Try it — Reproduce exactly the lines of this material that begin at the line with "the man with" and end at the line with "In this exercise you will annotate each instance of the man's", both included. Omit the pictures and everything else.
=== Given records ===
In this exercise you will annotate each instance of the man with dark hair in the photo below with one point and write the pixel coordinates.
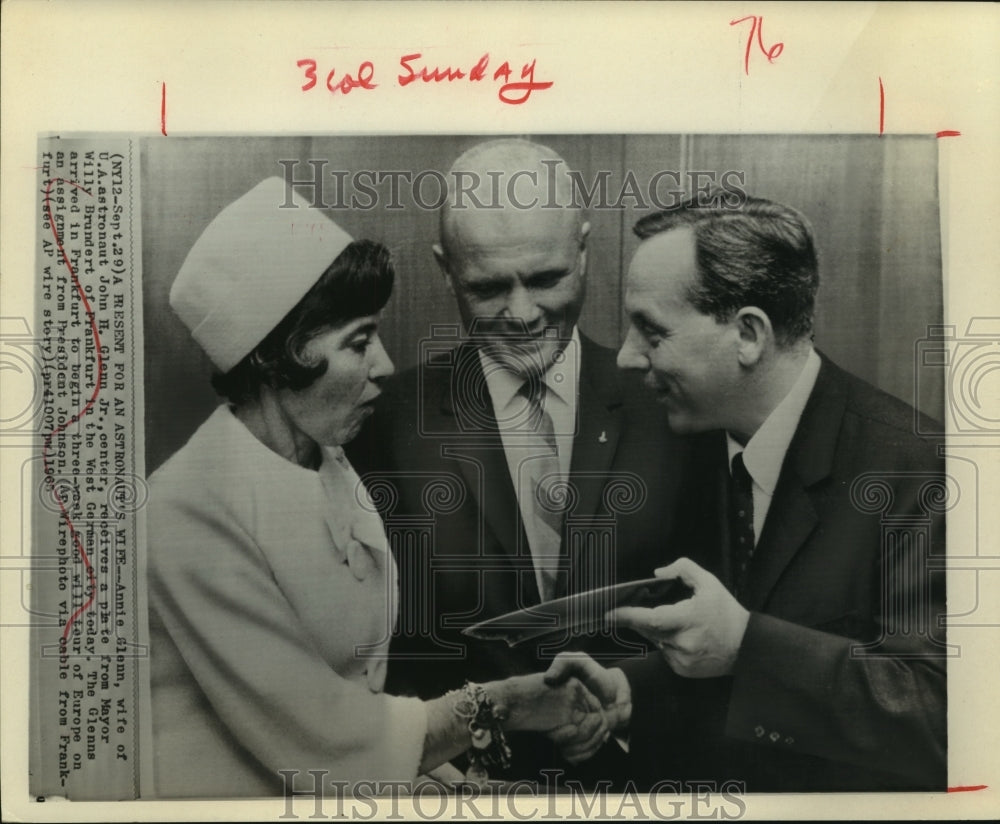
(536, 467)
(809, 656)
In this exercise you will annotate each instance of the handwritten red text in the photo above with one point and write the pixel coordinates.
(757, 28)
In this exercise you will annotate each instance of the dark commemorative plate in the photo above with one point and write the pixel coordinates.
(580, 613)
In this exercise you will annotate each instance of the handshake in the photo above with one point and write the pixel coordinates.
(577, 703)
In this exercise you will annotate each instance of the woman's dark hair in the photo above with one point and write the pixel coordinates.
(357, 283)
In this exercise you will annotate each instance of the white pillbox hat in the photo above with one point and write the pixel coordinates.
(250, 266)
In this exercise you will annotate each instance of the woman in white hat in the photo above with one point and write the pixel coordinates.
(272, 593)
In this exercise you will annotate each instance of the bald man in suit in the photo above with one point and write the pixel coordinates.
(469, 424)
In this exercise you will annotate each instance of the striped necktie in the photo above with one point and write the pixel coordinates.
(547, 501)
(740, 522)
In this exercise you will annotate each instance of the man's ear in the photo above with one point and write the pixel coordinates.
===
=== Given records ===
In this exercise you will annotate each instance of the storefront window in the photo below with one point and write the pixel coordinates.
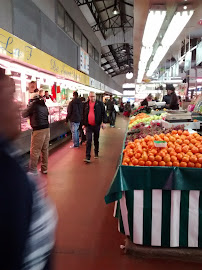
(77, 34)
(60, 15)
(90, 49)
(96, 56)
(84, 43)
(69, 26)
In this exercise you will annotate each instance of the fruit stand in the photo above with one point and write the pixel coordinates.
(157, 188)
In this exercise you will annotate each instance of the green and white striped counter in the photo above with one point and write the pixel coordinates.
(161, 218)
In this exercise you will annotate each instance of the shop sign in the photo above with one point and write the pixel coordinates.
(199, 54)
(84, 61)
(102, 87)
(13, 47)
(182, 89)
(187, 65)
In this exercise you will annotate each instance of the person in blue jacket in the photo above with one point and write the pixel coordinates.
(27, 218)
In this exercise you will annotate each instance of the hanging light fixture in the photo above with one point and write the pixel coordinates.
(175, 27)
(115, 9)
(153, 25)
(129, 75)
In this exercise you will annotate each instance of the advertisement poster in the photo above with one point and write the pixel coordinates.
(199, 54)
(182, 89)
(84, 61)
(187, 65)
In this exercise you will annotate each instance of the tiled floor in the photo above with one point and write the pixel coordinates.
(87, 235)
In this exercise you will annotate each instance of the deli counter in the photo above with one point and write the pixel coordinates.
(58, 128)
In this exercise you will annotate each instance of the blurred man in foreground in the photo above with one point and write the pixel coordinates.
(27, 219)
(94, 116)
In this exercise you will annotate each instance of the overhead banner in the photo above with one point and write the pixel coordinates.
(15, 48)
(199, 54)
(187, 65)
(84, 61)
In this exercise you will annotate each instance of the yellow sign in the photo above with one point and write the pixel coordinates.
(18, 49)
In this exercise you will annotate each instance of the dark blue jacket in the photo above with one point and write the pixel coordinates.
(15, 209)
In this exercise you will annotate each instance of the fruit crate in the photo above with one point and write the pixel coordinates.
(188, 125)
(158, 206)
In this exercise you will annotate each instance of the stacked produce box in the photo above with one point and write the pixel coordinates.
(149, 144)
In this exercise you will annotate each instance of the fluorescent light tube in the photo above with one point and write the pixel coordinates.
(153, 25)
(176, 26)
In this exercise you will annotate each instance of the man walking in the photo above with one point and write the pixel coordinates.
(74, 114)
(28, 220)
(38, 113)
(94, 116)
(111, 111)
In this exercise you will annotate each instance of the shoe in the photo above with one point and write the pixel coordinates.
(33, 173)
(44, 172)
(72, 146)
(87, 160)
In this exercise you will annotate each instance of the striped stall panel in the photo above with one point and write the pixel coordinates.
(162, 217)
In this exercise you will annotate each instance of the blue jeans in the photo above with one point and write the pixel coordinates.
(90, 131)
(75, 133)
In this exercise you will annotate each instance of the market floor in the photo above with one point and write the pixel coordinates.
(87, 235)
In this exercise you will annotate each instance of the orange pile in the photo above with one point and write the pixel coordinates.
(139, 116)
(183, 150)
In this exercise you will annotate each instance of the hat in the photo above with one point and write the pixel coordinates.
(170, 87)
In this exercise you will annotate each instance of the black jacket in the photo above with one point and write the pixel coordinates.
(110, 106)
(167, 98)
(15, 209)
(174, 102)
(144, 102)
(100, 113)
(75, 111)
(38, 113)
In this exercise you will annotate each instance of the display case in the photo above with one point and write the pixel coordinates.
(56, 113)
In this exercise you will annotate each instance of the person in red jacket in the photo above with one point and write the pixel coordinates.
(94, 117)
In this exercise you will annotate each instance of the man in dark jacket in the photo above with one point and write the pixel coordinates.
===
Worked solution —
In this exercise you will annotate each instance of the man with dark hair in the photo below with one point and write the pixel coordinates.
(536, 467)
(809, 656)
In this exercise you will annotate each instance of the handwritten red text in the photo above with one point and write the pixel coordinates.
(757, 28)
In this exercise you will annotate each instance of the dark commemorative plate in the photo above with one point and write the pixel coordinates.
(580, 613)
In this exercise you will annotate each instance of the handshake in the photo above with one point and write the pixel coordinates.
(577, 703)
In this exercise you will annotate each instance of the woman's dark hair in the photo above with one point and write the pixel coordinates.
(357, 283)
In this exercise you will annotate each instance of the white pillbox hat in the photo above with one point and write the pixel coordinates.
(250, 266)
In this exercise you will annotate each instance of the woman in white hat in the photo above with one point and write the pixel coordinates.
(272, 593)
In this exercise you will annotate each instance of the bald man in suit in the photo above with one point and write the pixel coordinates.
(469, 424)
In this exercise you will annotate each instance of the striped necktie in the photo above with one point and write the pixel coordinates.
(547, 501)
(740, 522)
In this exercise you will annotate each instance of the man's ear in the photo above with one point and write the pixel coordinates.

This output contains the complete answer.